:: MATERIAL TO PROCESS ::
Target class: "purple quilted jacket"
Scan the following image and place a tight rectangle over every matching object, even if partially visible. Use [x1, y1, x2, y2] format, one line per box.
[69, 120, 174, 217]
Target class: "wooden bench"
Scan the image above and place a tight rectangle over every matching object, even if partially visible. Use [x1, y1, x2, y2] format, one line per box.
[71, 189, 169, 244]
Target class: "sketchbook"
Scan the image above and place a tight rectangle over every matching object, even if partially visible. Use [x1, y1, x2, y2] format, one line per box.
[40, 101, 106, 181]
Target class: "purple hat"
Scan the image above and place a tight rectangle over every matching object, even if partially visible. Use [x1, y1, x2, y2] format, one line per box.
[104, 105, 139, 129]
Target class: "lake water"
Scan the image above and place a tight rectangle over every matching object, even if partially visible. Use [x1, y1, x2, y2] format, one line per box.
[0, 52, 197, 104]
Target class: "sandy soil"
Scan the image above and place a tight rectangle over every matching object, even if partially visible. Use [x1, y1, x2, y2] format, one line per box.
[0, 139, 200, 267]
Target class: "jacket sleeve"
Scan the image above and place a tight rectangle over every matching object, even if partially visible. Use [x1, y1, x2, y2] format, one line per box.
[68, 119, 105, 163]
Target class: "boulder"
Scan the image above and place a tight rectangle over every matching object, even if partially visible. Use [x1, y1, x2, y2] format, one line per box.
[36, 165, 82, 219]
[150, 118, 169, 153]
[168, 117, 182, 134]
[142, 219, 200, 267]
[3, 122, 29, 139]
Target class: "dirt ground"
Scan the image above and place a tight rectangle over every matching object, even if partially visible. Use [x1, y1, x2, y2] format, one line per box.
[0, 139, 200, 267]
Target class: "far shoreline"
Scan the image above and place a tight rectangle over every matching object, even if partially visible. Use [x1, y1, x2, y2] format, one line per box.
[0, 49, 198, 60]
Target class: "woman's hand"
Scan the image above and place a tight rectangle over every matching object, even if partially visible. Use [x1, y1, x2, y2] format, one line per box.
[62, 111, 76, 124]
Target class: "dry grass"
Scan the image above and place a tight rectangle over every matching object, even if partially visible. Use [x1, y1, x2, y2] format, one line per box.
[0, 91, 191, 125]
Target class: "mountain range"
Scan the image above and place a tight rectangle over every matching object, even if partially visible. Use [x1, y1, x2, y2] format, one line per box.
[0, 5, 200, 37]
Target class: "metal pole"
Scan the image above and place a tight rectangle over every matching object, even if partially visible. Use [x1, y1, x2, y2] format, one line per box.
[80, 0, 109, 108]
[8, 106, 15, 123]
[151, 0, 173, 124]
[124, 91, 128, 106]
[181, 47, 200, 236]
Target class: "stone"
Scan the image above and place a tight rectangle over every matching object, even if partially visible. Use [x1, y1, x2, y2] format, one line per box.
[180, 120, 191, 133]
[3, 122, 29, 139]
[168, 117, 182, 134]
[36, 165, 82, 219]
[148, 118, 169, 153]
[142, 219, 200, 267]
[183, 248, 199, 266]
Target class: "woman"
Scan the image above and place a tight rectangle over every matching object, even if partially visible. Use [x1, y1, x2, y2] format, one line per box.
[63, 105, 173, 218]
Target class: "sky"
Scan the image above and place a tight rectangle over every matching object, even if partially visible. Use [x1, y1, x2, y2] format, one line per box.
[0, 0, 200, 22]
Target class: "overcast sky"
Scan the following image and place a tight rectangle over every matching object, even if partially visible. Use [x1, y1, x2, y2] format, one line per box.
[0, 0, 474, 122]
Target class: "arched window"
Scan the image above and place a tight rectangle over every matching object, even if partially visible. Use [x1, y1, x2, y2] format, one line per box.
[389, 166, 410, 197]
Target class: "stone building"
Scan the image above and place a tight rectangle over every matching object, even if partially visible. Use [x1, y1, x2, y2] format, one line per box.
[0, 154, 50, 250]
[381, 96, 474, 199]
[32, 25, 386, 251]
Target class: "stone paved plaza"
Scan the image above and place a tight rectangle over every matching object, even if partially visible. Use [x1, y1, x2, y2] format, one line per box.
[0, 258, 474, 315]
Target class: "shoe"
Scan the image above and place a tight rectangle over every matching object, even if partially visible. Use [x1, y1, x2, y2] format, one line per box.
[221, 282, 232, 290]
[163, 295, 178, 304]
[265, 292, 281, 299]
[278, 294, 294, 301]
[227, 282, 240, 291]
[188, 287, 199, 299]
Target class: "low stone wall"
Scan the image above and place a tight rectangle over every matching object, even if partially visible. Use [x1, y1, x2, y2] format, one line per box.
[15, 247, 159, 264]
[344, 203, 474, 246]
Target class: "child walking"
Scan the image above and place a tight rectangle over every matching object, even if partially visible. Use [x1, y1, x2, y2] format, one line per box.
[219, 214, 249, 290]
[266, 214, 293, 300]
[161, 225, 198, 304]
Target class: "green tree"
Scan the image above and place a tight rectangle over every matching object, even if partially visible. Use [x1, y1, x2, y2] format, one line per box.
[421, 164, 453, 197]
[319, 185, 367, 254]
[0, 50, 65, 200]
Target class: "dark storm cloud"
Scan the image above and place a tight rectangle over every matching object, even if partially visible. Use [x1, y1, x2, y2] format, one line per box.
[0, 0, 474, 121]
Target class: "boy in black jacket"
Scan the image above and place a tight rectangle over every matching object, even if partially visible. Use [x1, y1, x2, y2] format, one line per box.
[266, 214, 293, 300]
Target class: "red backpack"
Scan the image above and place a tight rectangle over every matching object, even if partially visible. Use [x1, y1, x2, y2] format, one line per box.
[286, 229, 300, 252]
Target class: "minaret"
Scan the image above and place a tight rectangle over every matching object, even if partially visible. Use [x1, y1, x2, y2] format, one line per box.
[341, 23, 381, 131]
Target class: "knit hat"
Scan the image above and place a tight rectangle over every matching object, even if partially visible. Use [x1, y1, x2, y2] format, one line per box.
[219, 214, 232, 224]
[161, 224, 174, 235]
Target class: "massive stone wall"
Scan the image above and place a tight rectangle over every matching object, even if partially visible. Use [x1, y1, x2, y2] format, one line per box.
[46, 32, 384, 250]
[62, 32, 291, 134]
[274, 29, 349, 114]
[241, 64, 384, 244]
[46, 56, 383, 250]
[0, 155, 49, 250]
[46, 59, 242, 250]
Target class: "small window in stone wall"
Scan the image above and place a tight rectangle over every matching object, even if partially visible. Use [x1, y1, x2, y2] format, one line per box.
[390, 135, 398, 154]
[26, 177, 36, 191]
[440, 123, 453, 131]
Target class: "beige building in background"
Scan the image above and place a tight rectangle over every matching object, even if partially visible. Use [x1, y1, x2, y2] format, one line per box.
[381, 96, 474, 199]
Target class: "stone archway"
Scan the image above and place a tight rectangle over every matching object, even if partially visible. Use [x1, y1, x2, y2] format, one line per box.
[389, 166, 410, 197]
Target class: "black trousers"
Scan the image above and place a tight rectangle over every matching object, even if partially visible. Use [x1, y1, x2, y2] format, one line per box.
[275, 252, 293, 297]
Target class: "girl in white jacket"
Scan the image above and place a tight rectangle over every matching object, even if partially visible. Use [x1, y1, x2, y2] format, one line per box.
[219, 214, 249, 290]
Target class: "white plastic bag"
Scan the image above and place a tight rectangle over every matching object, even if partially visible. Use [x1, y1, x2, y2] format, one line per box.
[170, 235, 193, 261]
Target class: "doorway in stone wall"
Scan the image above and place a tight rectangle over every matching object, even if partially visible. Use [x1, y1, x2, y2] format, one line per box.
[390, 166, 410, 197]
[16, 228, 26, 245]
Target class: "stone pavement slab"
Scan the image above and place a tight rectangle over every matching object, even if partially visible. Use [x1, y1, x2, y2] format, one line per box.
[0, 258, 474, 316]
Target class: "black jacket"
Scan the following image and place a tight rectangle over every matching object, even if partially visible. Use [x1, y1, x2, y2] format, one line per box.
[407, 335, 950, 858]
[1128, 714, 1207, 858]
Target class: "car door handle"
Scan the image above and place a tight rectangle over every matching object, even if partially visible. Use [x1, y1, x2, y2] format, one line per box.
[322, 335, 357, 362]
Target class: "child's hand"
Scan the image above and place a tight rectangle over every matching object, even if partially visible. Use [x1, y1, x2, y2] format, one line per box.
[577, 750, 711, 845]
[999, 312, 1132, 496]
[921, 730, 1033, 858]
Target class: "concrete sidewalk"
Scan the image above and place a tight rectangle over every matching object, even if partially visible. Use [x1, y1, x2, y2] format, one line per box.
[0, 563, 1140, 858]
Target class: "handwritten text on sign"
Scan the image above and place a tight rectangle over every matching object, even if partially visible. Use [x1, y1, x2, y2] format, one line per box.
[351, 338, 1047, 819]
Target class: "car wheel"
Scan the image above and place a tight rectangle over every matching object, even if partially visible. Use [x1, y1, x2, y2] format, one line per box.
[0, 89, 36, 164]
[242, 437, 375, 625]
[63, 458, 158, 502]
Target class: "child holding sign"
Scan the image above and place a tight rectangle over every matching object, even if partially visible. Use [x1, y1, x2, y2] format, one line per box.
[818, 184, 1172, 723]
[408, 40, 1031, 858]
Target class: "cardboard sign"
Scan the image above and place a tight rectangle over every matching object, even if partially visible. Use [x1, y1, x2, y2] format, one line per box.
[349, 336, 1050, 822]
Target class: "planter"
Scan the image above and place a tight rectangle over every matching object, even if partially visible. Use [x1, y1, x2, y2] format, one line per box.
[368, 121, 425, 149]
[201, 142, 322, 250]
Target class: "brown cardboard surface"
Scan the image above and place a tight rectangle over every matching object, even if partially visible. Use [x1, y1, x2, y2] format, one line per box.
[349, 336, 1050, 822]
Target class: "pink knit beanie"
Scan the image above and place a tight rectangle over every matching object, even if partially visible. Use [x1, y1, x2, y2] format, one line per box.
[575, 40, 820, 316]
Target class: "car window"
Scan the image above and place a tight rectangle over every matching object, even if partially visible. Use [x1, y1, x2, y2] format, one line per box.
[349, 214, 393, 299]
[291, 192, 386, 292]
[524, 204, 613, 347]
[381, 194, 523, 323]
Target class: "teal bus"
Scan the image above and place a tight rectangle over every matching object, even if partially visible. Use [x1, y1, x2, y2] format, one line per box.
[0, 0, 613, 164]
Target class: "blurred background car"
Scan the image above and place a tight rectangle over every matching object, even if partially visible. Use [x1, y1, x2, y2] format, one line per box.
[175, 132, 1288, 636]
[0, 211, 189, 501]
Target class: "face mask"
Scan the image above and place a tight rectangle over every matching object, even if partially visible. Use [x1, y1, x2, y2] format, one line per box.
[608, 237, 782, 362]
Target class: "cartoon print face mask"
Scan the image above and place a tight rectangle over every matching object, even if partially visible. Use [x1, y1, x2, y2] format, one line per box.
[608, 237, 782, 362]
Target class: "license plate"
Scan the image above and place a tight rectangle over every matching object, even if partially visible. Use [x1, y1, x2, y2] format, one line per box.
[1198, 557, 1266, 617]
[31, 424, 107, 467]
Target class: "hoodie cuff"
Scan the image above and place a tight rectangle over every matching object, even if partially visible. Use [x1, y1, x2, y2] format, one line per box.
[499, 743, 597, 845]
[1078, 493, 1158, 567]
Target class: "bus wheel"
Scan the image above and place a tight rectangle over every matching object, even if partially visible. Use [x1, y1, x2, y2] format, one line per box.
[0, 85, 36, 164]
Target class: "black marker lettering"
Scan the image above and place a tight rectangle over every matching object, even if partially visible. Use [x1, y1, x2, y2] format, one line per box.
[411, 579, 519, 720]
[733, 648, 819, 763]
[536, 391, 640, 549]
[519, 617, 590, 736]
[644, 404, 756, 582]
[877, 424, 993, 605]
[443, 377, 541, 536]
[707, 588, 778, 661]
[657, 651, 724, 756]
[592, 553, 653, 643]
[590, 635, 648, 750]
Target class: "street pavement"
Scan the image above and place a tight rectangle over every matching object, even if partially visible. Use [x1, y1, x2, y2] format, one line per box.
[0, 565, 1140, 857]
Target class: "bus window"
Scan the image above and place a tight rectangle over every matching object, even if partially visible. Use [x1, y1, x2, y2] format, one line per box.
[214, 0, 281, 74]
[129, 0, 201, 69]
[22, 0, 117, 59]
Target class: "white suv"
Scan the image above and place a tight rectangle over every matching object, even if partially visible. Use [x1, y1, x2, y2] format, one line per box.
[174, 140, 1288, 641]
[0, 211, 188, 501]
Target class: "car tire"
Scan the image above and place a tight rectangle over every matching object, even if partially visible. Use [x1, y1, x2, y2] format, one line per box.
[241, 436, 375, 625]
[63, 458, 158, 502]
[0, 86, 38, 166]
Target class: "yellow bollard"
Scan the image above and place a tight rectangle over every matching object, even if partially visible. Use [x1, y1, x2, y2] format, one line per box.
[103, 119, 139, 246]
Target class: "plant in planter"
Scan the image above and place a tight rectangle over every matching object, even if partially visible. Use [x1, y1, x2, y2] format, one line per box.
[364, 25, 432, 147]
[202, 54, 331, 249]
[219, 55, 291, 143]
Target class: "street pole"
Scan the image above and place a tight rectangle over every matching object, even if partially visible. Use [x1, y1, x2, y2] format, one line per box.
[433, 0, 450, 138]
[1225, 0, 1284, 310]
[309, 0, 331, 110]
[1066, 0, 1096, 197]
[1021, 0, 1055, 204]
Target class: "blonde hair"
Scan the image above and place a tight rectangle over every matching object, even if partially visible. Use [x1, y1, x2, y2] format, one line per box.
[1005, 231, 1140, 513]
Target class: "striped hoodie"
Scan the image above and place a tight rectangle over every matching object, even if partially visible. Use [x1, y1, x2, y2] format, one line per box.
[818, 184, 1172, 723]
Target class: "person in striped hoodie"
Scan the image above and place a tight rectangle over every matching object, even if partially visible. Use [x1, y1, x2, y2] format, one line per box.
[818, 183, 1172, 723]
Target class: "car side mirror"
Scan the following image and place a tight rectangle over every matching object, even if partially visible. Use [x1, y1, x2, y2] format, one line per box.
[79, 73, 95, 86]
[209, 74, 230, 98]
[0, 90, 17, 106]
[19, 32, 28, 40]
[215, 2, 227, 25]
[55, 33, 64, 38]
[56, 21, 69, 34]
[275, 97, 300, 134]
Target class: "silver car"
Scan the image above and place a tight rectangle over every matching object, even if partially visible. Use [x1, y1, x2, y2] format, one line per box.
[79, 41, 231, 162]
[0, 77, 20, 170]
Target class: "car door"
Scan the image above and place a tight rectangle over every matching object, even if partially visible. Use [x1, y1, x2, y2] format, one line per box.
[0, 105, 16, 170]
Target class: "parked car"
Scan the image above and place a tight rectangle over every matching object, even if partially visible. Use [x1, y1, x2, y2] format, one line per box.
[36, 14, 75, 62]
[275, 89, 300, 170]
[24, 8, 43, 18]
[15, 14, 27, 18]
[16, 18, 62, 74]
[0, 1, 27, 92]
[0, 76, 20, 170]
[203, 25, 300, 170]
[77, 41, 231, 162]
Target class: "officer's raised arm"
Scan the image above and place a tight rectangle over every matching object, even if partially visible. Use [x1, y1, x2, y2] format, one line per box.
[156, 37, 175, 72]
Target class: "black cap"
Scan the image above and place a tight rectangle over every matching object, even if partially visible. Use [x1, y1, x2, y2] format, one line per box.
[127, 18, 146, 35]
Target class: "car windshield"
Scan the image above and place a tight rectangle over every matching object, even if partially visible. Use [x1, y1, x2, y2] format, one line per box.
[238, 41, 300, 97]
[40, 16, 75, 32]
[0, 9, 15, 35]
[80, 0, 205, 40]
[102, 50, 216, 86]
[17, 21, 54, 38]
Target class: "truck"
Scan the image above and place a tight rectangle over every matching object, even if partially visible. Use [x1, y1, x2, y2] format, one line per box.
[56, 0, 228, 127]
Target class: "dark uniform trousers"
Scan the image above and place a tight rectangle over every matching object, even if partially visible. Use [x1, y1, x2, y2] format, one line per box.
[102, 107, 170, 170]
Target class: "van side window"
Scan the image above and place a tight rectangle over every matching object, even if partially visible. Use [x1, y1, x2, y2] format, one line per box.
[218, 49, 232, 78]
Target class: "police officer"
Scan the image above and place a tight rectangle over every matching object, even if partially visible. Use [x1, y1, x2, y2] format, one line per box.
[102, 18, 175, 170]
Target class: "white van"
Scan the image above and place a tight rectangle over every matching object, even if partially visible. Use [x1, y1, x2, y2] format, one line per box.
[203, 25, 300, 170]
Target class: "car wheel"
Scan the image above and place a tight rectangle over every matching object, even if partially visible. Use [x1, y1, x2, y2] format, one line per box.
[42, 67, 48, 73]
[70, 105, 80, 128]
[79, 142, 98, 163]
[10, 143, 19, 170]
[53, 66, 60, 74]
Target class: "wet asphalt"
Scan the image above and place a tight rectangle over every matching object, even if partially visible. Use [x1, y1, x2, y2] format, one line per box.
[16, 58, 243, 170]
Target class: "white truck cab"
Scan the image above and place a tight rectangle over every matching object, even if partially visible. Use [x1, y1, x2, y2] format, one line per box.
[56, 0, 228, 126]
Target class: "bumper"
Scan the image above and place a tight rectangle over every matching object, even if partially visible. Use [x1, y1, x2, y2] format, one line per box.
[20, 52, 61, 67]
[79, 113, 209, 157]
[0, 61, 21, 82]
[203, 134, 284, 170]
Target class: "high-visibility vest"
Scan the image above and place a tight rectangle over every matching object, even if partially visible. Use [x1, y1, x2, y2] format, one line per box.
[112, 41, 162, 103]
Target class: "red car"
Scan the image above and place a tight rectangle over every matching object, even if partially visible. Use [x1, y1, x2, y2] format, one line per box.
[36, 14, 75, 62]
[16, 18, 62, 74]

:: JOB ::
Gather every line of the material above that contains the word "white", and copy each one in full.

:: TASK RESULT ::
Target class: "girl in white jacket"
Target class: "white plastic bag"
Target class: "white suv"
Target class: "white van"
Target class: "white truck cab"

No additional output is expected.